## TEXTE FOURNI
Ce n’est que récemment que la médecine spécialisée en toxicomanie a été reconnue comme spécialité médicale, entre autres par le conseil américain des spécialités médicales, l’American Board of Medical Specialties en 2016.
Un système inefficace
« Le système de traitement des dépendances ne fonctionne pas. Dans ces conditions, demande Mme Johnson, comment pouvons-nous espérer réussir? Le système est en train d’évoluer, mais c’est le chaos. Partout où l’on regarde, de la prévention au rétablissement, tous les domaines ont besoin d’améliorations. »
Se décrivant comme « d’ascendance mixte, avec des ancêtres colons et autochtones », Mme Johnson est également motivée dans sa volonté d’améliorer les soins pour les dépendances par le savoir que l’inefficacité du système de traitement, au Canada, nuit démesurément aux Autochtones.
En Colombie-Britannique, les membres des Premières Nations, les Métis et les Inuits sont deux fois plus susceptibles de mourir d’une surdose et au moins cinq fois plus susceptibles de faire une surdose non mortelle que les Canadiens non autochtones, souligne-t-elle.
Membre de la bande de la Réserve du Traité de Tootinaowaziibeeng, au Manitoba, Mme Johnson a une connaissance intime du rôle que jouent les traumatismes dans la dépendance. Sa grand-mère maternelle a souffert dans un pensionnat, et des membres de sa famille élargie ont eu des problèmes d’usage de substance et de dépendance. Cette expérience a influé sur ses opinions quant à la nécessité d’incorporer dans le système de soins de santé des traitements adaptés à la culture et tenant compte du traumatisme.
« Penser à des façons d’incorporer la culture et la guérison est extraordinairement important pour moi », souligne Mme Johnson.
Il a été particulièrement important d’influer sur les politiques publiques pour pouvoir sauver des vies, car la Colombie-Britannique traverse une crise des opioïdes.

## EXERCICE 1
Recopiez le passage du texte fourni allant de « Se décrivant comme » à « démesurément aux Autochtones. ».
## EXERCICE 2
D'après le texte fourni, en quelle année l'American Board of Medical Specialties a-t-il reconnu la médecine spécialisée en toxicomanie comme spécialité médicale?

## DONNÉES SOURCES
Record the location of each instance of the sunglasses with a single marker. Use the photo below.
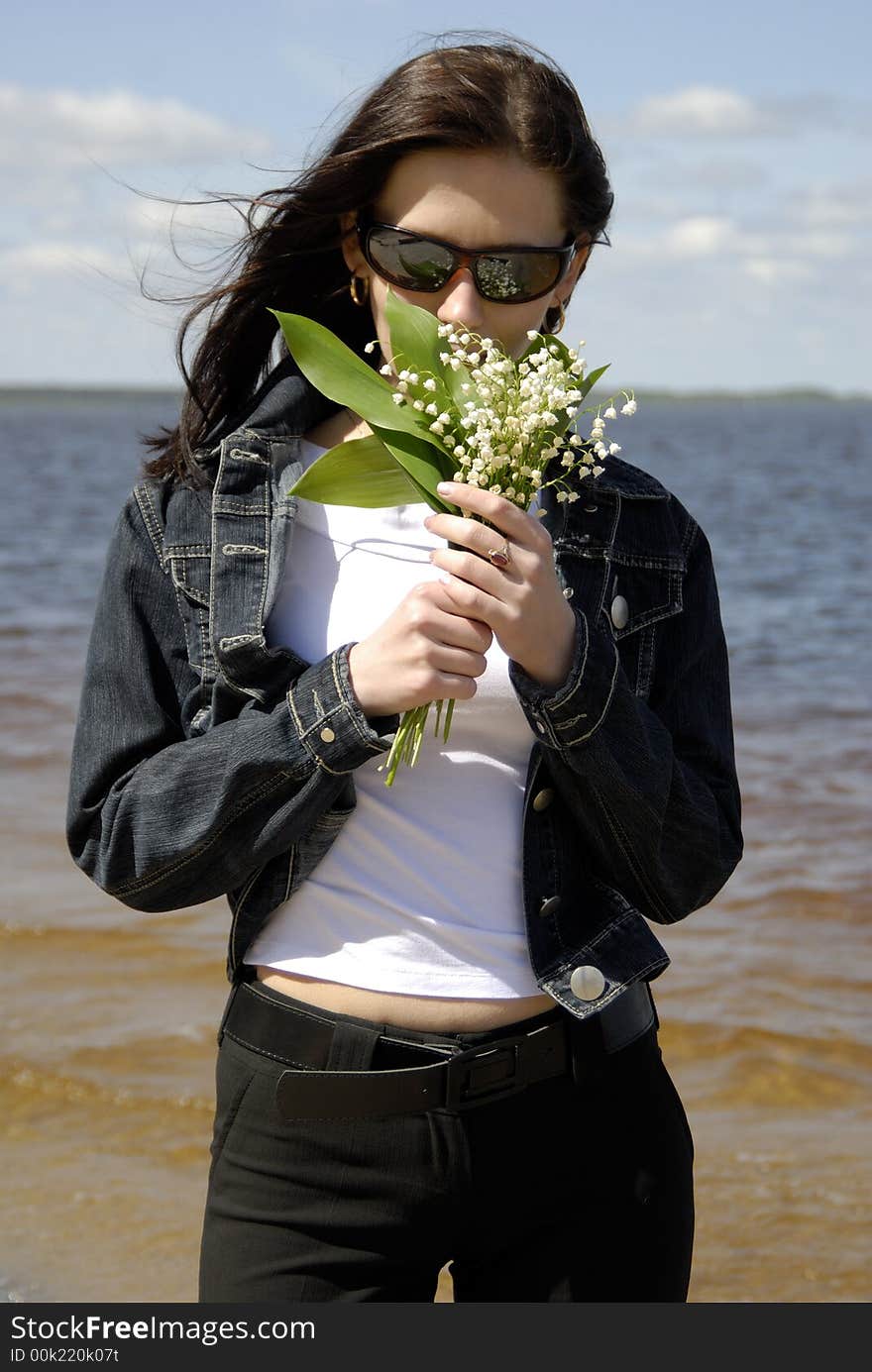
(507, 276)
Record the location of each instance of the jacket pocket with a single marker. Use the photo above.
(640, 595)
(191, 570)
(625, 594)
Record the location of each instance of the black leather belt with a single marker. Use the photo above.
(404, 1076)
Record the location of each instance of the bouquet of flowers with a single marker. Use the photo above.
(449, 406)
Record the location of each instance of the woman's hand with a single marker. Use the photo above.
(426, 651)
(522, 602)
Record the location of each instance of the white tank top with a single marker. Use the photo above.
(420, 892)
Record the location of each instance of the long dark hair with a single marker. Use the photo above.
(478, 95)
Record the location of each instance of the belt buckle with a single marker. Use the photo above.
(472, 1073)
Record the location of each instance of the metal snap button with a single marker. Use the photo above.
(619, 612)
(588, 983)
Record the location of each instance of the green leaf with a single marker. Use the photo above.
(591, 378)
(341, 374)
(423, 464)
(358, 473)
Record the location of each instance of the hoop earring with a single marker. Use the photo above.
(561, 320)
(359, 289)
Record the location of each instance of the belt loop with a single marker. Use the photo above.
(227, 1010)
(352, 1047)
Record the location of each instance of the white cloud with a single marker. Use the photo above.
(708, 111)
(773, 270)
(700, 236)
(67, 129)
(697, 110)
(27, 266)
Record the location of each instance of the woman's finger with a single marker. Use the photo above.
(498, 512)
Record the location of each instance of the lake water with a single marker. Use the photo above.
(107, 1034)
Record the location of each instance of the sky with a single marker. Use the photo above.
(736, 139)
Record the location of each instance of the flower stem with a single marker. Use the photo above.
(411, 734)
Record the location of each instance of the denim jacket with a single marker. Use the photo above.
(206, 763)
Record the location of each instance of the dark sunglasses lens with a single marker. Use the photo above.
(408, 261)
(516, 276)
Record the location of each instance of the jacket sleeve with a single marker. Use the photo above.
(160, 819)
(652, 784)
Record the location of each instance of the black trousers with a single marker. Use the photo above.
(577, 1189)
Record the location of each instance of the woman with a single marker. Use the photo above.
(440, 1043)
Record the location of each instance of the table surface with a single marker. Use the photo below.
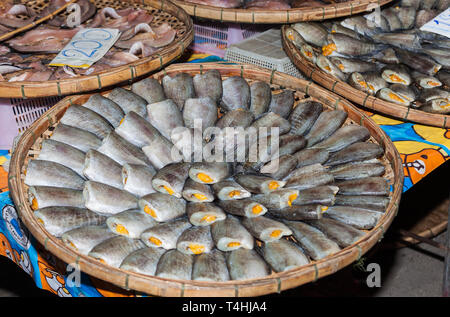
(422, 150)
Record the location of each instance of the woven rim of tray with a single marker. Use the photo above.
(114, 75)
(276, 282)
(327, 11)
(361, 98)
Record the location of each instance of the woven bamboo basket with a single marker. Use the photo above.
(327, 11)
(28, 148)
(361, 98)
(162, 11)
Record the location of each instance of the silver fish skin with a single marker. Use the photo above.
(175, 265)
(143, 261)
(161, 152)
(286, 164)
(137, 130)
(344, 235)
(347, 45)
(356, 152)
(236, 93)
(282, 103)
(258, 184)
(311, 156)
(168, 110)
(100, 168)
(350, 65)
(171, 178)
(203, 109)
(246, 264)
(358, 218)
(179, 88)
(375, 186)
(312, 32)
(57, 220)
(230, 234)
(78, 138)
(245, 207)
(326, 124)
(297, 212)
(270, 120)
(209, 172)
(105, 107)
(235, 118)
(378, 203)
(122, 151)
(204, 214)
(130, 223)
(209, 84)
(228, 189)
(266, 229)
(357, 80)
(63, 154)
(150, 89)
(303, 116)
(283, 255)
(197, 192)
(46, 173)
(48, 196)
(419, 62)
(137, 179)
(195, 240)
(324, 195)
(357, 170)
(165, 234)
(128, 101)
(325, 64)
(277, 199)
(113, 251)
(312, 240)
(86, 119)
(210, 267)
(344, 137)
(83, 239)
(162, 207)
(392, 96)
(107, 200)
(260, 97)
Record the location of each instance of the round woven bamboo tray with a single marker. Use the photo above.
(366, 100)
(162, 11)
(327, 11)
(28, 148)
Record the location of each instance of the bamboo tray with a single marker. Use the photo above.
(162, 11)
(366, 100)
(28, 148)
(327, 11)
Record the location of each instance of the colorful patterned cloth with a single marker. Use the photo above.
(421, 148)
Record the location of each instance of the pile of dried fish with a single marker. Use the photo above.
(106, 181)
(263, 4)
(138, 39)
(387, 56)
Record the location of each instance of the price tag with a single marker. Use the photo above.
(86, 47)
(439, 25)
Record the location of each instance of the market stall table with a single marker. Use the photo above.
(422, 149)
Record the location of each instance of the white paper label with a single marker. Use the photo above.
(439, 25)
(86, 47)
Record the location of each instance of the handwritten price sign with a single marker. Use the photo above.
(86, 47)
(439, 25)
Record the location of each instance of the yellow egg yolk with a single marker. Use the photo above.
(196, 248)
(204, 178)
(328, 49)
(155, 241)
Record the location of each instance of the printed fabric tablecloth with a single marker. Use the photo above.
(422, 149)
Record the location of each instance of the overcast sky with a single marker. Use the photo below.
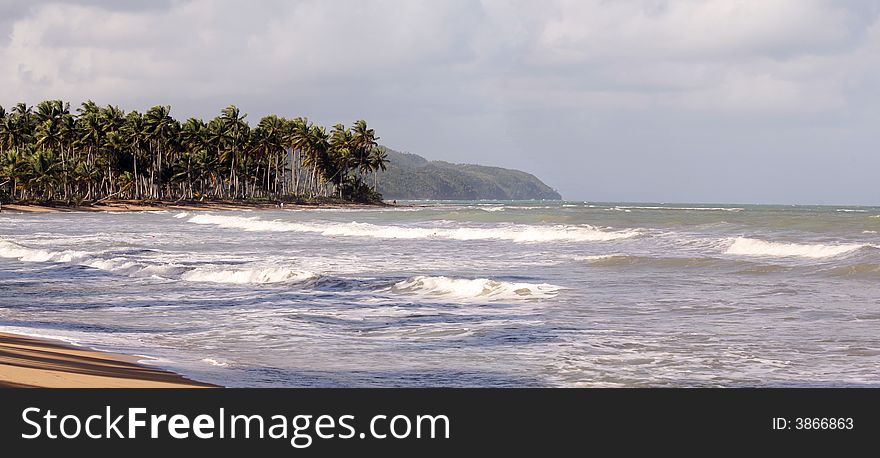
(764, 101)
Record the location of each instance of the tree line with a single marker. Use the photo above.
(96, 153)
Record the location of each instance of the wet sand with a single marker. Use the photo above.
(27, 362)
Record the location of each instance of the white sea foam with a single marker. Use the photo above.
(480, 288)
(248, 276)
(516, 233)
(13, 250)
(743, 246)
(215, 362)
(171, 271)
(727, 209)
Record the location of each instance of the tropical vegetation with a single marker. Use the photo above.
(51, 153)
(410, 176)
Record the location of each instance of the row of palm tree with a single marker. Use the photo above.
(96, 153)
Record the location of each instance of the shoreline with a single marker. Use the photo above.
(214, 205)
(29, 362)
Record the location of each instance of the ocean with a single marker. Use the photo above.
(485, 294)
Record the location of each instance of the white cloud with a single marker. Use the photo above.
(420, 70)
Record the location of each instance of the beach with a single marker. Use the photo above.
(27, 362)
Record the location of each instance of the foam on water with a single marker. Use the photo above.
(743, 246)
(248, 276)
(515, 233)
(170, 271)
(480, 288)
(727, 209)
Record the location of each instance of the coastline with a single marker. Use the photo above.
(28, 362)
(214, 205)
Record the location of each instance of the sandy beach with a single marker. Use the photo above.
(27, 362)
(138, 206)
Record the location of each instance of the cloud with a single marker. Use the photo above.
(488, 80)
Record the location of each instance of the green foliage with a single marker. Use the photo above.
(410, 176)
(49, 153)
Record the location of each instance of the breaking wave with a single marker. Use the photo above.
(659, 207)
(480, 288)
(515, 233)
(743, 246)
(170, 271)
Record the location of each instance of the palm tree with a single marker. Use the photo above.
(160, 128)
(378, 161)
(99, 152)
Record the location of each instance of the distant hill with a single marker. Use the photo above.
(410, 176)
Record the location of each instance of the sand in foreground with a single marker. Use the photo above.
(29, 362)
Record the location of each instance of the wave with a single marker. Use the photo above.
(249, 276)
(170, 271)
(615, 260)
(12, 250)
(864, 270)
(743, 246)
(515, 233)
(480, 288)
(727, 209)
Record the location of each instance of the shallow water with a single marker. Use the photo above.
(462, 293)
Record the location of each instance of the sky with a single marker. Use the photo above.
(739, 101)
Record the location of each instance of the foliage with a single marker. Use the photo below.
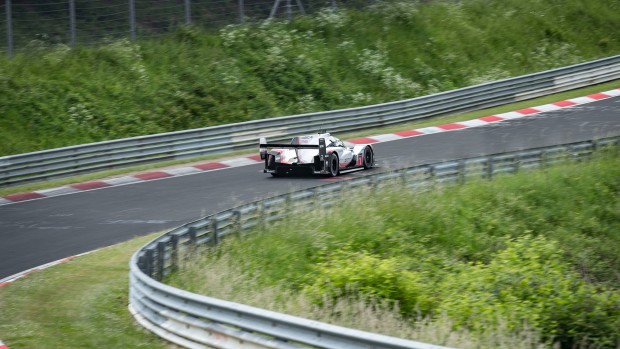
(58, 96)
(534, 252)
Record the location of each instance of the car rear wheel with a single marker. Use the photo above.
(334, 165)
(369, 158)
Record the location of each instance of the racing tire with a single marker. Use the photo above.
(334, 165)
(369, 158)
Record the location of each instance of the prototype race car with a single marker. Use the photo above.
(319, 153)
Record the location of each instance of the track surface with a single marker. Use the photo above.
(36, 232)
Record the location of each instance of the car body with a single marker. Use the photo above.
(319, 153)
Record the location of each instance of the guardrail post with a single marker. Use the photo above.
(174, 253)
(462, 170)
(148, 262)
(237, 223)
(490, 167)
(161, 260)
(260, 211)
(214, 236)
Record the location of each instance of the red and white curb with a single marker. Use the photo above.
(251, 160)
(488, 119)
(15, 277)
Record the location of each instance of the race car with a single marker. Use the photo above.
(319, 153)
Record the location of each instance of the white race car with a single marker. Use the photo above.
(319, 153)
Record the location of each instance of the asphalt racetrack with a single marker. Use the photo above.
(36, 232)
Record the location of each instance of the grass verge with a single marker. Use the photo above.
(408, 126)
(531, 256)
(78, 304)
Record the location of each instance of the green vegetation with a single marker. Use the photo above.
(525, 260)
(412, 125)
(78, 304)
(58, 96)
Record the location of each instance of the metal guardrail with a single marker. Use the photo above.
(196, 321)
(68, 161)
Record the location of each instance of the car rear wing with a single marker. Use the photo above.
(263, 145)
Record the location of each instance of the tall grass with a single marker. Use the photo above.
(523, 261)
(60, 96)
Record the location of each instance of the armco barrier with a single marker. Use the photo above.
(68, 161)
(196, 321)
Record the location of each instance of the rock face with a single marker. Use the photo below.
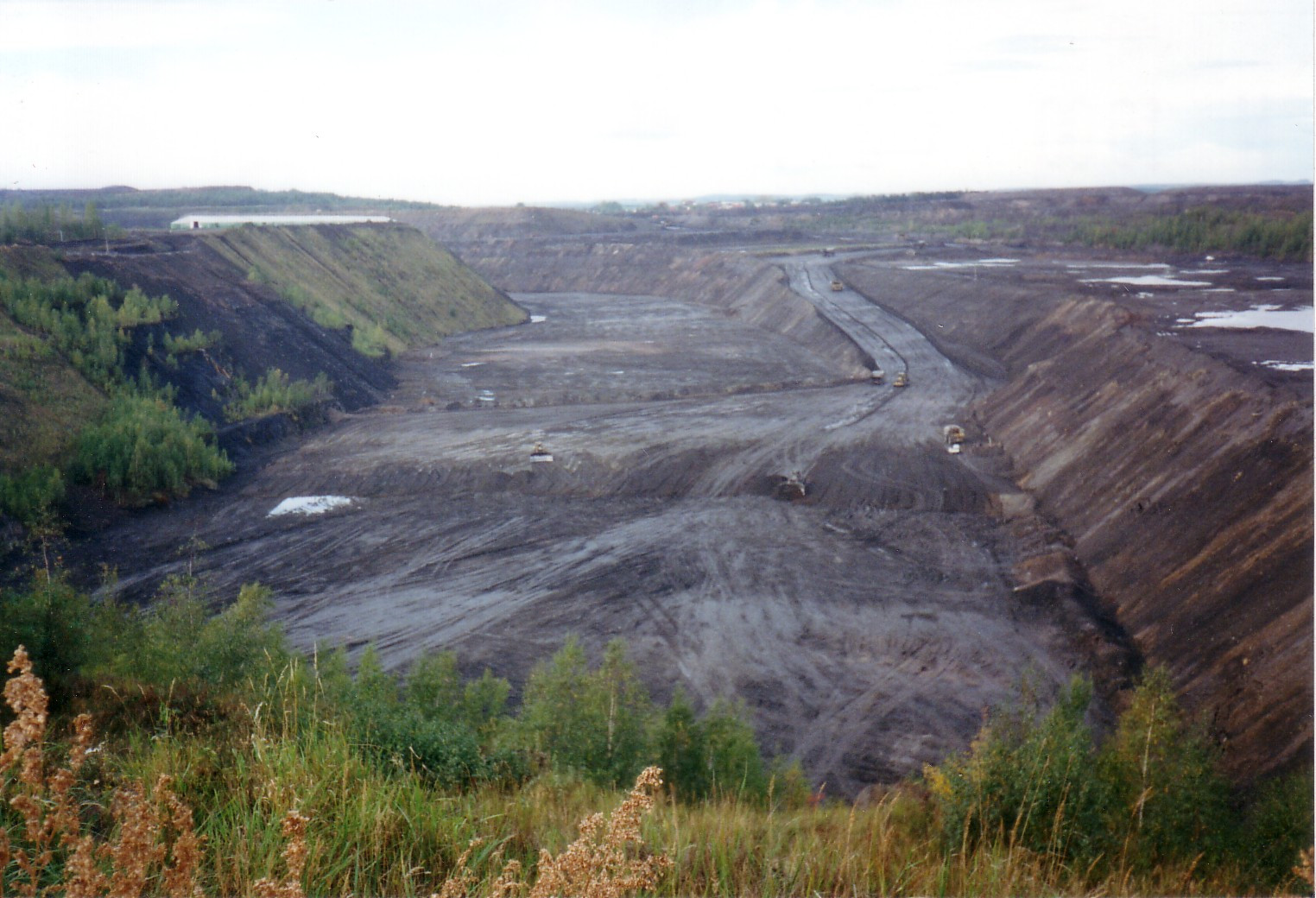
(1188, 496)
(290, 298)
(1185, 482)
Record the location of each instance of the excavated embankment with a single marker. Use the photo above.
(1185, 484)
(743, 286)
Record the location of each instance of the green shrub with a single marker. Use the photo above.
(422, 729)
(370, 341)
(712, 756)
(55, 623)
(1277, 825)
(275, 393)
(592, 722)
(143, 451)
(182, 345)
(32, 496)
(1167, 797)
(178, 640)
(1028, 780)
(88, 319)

## RÉPONSE RÉDIGÉE 1
Se décrivant comme « d’ascendance mixte, avec des ancêtres colons et autochtones », Mme Johnson est également motivée dans sa volonté d’améliorer les soins pour les dépendances par le savoir que l’inefficacité du système de traitement, au Canada, nuit démesurément aux Autochtones.

## RÉPONSE RÉDIGÉE 2
En 2016.